◆ YOUR OBJECTIVE: According to the report on the Conakry landfill collapse, why was the government preparing to raise its death toll?

◆ EXTRACTED TEXT:
Image: Rescuers carry a child who survived after a mudslide at a rubbish landfill in the Dar Es Salam neighbourhood, on the outskirts of the capital Conakry, Guinea, August 22, 2017. REUTERS/Saliou Samb
By Saliou Samb
CONAKRY (Reuters) – At least eight people died and others were injured in Guinea when a portion of a rubbish landfill site collapsed on houses on the outskirts of the capital, Conakry, in torrential rain, police and government officials said on Tuesday.
The disaster followed landslides in Sierra Leone and Democratic Republic of Congo in which hundreds of people have been killed since early last week. Authorities have said that heavy rain in the region could cause more deaths.
Monday’s incident in Guinea occurred in the morning in the Dar Es Salam neighborhood after an overnight deluge. The area is filled with wood and tin-roof houses, some of which are situated at the base of a towering mass of refuse.
“I saw the mountain of garbage collapse on other people’s houses. People were trapped,” Dar Es Salam resident Yamoussa Soumah told Reuters. “My wife and I heard the mud begin falling on our roof. We were able to escape, but we’ve lost everything.”
The government initially said five people had been killed and around 10 injured.
A senior police source later said that eight had died, and a second official said the government was preparing to raise its death toll after finding three more bodies.
A young girl was pulled alive from the debris and rushed to medics in the arms of a rescue worker.
“Currently rescue operations are under way,” the government said in a statement. “On this sad occasion, the government addresses its deepest condolences to the victims’ families.”
Shifting rainfall patterns, rampant deforestation and expanding urban populations are increasing the risk of deadly mudslides across west and central Africa, experts have said.
Rescue workers have unearthed 499 bodies since the side of Mount Sugar Loaf collapsed last Monday near the Sierra Leone capital Freetown in one of Africa’s worst flooding-related disasters in years.
More than 200 people were believed to have been killed in Congo days later when another landslide struck the village of Tora on the shores of Lake Albert, a seismically active zone in the western Rift Valley.

◆ INFORMATION SUPPLIED:

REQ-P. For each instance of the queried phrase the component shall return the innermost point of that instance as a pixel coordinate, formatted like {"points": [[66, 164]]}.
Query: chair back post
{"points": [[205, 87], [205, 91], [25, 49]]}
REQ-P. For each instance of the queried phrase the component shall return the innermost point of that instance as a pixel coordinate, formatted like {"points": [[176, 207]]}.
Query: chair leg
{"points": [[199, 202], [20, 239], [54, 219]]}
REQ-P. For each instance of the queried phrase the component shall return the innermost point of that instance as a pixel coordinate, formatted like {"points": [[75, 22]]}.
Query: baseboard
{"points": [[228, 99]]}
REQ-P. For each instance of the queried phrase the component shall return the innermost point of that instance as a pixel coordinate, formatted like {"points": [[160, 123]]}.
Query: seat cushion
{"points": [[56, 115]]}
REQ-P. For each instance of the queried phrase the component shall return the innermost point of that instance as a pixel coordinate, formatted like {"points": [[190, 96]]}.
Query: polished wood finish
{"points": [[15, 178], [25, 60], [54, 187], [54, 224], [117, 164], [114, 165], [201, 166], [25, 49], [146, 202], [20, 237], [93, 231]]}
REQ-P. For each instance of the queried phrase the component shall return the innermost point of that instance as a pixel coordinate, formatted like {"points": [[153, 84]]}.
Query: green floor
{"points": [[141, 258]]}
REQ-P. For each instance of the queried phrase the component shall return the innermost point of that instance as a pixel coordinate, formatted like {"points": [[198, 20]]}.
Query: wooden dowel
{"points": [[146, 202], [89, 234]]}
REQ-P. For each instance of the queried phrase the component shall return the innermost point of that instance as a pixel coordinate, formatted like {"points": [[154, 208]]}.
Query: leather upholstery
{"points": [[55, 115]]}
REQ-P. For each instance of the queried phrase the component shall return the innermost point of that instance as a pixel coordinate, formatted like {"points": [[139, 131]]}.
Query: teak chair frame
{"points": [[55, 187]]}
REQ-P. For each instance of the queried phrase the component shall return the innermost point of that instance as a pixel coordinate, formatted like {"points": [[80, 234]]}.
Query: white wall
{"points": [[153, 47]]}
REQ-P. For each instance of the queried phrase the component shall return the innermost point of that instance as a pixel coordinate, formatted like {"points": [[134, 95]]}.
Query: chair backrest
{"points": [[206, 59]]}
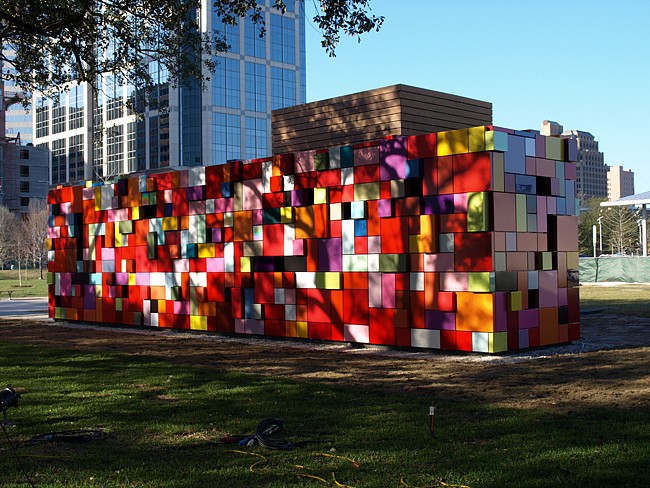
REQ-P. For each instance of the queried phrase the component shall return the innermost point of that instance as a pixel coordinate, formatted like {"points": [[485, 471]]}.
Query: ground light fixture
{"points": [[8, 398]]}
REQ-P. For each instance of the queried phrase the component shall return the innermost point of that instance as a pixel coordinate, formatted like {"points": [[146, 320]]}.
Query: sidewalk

◆ ANSWER SPACE: The government had initially said five people were killed, but a second official said it was preparing to raise that figure after three more bodies were found. A senior police source also put the number of dead at eight.